- Study text -
[Start of Attachment]

Water is not only indispensable to human life, but also to all life on the planet Earth. Though plentiful in quantity, as it covers at least 75 per cent of the earth’s surface, water that is safe to drink is getting increasingly scarce by the day. At the same time, the global demand for potable water has grown sharply as the world’s population hit eight billion in November 2022 and is counting. Historically, water has been a major source of conflicts between nations and at times the competition to have access to safe drinking water leads to violence. The bitter and deepening rivalry between Pakistan and India is the direct result of disputes over water. On the diplomatic front, Pakistan has always strived to honour the 1960 Indus Water Treaty on water apportionment between the two countries, but infrastructure projects started by New Delhi upstream rekindled the conflict and threatened the accord.

[End of Attachment]

- Activity list -
1 > Answer these from the passage on water:
(a) At least how much of the earth's surface does water cover?
(b) In what month and year did the world's population hit eight billion?
(c) In what year was the Indus Water Treaty made?
2 > According to the passage on water, what brought back the conflict over the Indus Water Treaty? Answer in one to three sentences.

- Provided information -

[Start of Attachment]

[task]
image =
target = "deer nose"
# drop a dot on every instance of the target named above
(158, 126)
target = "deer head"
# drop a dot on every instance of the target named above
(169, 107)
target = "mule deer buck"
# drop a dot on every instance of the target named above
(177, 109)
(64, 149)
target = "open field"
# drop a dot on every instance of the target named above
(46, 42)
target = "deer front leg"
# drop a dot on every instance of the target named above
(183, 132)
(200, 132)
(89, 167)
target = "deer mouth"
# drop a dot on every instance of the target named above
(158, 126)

[End of Attachment]

- Solved problems -
1 >
(a) At least 75 percent.
(b) November 2022.
(c) 1960.

2 > Infrastructure projects that New Delhi started upstream rekindled the conflict and threatened the accord. This happened even though Pakistan has always strived to honor the 1960 treaty on sharing water between the two countries.